→ **DATA SHOWN**
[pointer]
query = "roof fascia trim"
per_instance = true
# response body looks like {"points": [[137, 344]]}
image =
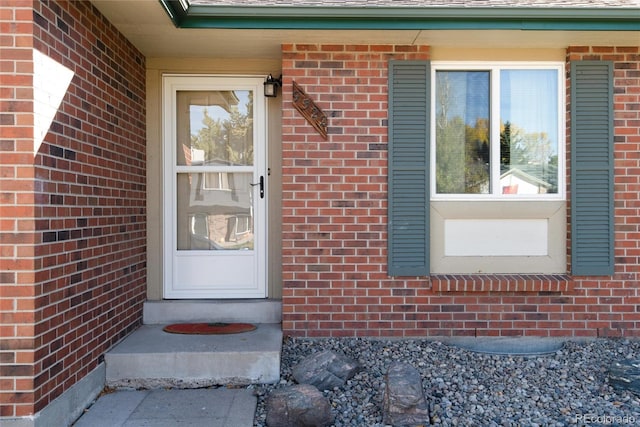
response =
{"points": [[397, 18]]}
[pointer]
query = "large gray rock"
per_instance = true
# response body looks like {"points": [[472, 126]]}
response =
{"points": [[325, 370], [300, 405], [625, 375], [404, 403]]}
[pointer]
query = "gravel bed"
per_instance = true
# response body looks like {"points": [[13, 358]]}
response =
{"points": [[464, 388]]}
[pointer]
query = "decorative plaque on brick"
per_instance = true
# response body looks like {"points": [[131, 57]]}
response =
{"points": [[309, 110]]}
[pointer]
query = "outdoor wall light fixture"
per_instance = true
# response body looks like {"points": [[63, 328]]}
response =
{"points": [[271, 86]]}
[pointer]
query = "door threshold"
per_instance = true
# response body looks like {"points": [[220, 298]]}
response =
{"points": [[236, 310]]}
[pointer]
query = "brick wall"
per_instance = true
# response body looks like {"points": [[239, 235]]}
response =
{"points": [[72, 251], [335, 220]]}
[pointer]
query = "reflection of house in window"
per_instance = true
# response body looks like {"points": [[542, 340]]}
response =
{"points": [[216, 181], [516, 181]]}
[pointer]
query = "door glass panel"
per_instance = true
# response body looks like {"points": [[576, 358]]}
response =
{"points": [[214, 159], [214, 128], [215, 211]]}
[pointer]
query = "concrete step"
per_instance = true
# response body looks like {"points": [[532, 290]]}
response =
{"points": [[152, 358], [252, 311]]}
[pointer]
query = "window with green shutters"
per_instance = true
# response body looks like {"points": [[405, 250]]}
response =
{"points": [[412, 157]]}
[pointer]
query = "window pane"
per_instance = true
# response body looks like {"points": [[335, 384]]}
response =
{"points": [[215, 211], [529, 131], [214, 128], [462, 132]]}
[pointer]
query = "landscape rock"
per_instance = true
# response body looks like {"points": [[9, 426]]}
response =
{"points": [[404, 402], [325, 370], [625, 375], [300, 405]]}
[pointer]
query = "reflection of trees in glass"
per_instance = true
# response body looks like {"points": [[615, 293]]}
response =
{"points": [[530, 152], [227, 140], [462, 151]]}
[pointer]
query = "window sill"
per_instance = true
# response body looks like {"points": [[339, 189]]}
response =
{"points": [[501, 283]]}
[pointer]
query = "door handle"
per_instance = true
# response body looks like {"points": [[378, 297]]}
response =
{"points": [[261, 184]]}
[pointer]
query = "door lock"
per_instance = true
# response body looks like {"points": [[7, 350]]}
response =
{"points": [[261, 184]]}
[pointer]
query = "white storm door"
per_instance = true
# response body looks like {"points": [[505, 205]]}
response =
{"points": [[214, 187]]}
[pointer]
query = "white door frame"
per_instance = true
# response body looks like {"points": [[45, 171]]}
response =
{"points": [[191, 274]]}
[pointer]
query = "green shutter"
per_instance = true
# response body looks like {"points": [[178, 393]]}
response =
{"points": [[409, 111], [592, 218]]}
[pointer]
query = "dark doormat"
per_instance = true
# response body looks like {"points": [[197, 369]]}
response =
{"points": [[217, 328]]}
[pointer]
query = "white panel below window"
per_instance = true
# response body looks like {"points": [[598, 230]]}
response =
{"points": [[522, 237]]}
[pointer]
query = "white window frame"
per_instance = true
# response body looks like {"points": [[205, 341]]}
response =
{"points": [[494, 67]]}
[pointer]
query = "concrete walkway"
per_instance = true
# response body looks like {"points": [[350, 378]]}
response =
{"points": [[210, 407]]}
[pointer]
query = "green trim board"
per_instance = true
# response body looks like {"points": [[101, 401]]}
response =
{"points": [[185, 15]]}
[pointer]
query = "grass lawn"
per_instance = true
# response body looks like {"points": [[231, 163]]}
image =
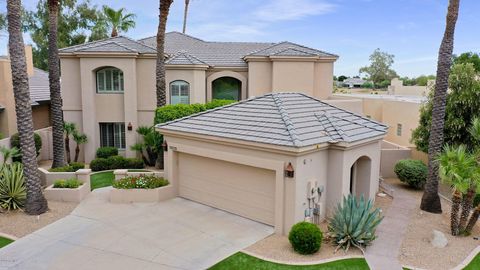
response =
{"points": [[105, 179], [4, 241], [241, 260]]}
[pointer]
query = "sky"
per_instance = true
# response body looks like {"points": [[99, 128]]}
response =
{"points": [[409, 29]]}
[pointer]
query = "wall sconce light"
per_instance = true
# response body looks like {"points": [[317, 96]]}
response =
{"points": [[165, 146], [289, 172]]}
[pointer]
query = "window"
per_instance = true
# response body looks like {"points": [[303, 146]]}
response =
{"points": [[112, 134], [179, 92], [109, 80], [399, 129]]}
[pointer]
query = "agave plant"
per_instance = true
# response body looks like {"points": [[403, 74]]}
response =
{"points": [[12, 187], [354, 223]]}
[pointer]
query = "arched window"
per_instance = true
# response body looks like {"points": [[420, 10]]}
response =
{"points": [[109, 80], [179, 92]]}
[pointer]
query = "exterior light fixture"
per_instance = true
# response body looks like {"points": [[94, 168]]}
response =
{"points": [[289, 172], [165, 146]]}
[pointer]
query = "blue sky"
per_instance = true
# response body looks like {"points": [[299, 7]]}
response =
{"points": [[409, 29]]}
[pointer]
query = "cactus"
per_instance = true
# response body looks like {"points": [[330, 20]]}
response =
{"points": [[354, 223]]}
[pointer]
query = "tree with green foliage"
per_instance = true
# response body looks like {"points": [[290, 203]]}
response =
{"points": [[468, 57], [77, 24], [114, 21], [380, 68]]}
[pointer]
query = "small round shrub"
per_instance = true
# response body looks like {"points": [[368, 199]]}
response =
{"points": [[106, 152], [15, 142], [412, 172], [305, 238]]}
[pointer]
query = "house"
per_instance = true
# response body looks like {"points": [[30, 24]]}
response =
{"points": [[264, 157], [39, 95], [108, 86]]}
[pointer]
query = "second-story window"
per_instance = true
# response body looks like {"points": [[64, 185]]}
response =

→ **WRITTEN INSTRUCTION**
Retype all the records shown above, character for character. Omit every picture.

→ **COMPLETE OUTPUT**
[pointer]
query = "roof fascia trim"
per_instance = true
# response body looks like {"points": [[137, 344]]}
image =
response =
{"points": [[397, 18]]}
[pointer]
query = "large gray rock"
per_instance = true
# response body looks like {"points": [[472, 126]]}
response =
{"points": [[325, 370], [300, 405], [625, 375], [404, 403]]}
[pointer]
query = "gravel bed"
per_instance = true
# response body looks like {"points": [[13, 358]]}
response =
{"points": [[464, 388]]}
[pointer]
query = "decorative plaque on brick"
per_instance = true
# response body looks like {"points": [[131, 57]]}
response =
{"points": [[309, 110]]}
[pointer]
query = "outdoor wall light fixture"
per_instance = true
# response body looks like {"points": [[63, 328]]}
response =
{"points": [[271, 86]]}
[pointer]
query = "door threshold"
per_instance = true
# response body looks like {"points": [[220, 298]]}
response =
{"points": [[236, 310]]}
[pointer]
query = "brick wall"
per_instance = true
# response body looks like {"points": [[239, 235]]}
response =
{"points": [[72, 251], [335, 220]]}
[pointer]
query = "reflection of house in window"
per_instance = true
# response body looks like {"points": [[542, 340]]}
response =
{"points": [[216, 181], [516, 181]]}
[pointer]
query = "door glass panel"
per_instance = true
# response body looks like {"points": [[576, 358]]}
response =
{"points": [[214, 159], [214, 128], [215, 211]]}
[pointer]
query = "concrete step"
per_instance = true
# response body looks like {"points": [[532, 290]]}
response =
{"points": [[152, 358], [252, 311]]}
[pointer]
query = "window with green shutters"
per_instance = true
# response body looks like {"points": [[405, 250]]}
response =
{"points": [[412, 157]]}
[pointer]
query = "window pane"
per_instance = true
# response body looks like {"points": [[335, 384]]}
response =
{"points": [[215, 211], [529, 131], [214, 128], [462, 132]]}
[pointer]
query = "landscape rock"
per_instance = true
# response body looks like {"points": [[9, 426]]}
response =
{"points": [[404, 402], [325, 370], [625, 375], [300, 405]]}
[pointer]
query = "reflection of trees in glass"
per_instance = true
# response body looks like {"points": [[615, 293]]}
response =
{"points": [[530, 152], [227, 140], [462, 151]]}
[pointer]
query = "window sill"
per_instance = true
# response body looks like {"points": [[339, 189]]}
response =
{"points": [[501, 283]]}
[pointer]
query = "door handle"
per_instance = true
# response body looks like {"points": [[378, 297]]}
response =
{"points": [[261, 184]]}
[pointer]
query = "door lock"
per_instance = true
# response body looks like {"points": [[7, 350]]}
response =
{"points": [[261, 184]]}
[pointer]
query = "white storm door"
per_instance = true
# response body looks like {"points": [[505, 205]]}
response =
{"points": [[214, 187]]}
[pointer]
query = "white door frame"
per_instance = true
# response body looks like {"points": [[45, 171]]}
response =
{"points": [[191, 274]]}
[pointer]
query = "green shutter"
per_instance = true
# response body looks like {"points": [[178, 393]]}
response =
{"points": [[409, 111], [592, 218]]}
[pointer]
query = "dark doormat"
per_instance = true
# response body looks like {"points": [[197, 369]]}
response =
{"points": [[217, 328]]}
[pointer]
query = "white panel below window"
per_instance = true
# response body looks like {"points": [[598, 230]]}
response =
{"points": [[522, 237]]}
[pointer]
query = "white window frame"
per_instance = true
# response body looks like {"points": [[205, 341]]}
response =
{"points": [[494, 67]]}
[pointer]
query = "concrete walkway"
per_instance = true
# response body looks like {"points": [[350, 378]]}
response =
{"points": [[210, 407]]}
[pointer]
query = "green trim board"
per_instance = true
# response body looks like {"points": [[101, 401]]}
response =
{"points": [[185, 15]]}
[pointer]
query = "grass lawn"
per_instance = true
# response body looks like {"points": [[231, 163]]}
image =
response =
{"points": [[105, 179], [4, 241], [241, 260]]}
[pointer]
query = "sky"
per_instance = true
# response body looks like {"points": [[99, 128]]}
response =
{"points": [[409, 29]]}
[pointer]
query = "wall sconce light"
per_instance = true
# response body looks like {"points": [[317, 96]]}
response =
{"points": [[165, 146], [289, 172]]}
[pointer]
query = "window"
per_instance = true
# response body looks like {"points": [[303, 146]]}
response =
{"points": [[112, 134], [179, 92], [109, 80], [399, 129]]}
[pointer]
query = "agave plant"
per_instance = true
# response body looks like {"points": [[403, 74]]}
response =
{"points": [[12, 187], [354, 223]]}
[pointer]
query = "arched window"
per_instance = true
# response body looks like {"points": [[420, 10]]}
response =
{"points": [[109, 80], [179, 92]]}
[pointer]
query = "exterior light fixture"
per_instance = true
# response body looks like {"points": [[94, 168]]}
response =
{"points": [[289, 172], [165, 146]]}
[pointer]
query = "blue sky"
per_instance = true
# response body looks like {"points": [[299, 7]]}
response =
{"points": [[409, 29]]}
[pointer]
query = "cactus"
per_instance = true
# response body looks like {"points": [[330, 20]]}
response =
{"points": [[354, 223]]}
[pointer]
query = "tree with green foliage"
per_instance = true
# response body looks like {"points": [[290, 203]]}
response =
{"points": [[468, 57], [77, 24], [114, 21], [380, 68]]}
[pointer]
query = "small round shrub"
per_instance = true
# response body looks like {"points": [[368, 199]]}
response =
{"points": [[106, 152], [15, 142], [412, 172], [305, 238]]}
[pointer]
query = "house"
per_instance = true
# response body looks like {"points": [[30, 24]]}
response =
{"points": [[264, 157], [39, 95], [108, 86]]}
[pointer]
query = "second-story window"
per_instance = true
# response body looks like {"points": [[64, 185]]}
response =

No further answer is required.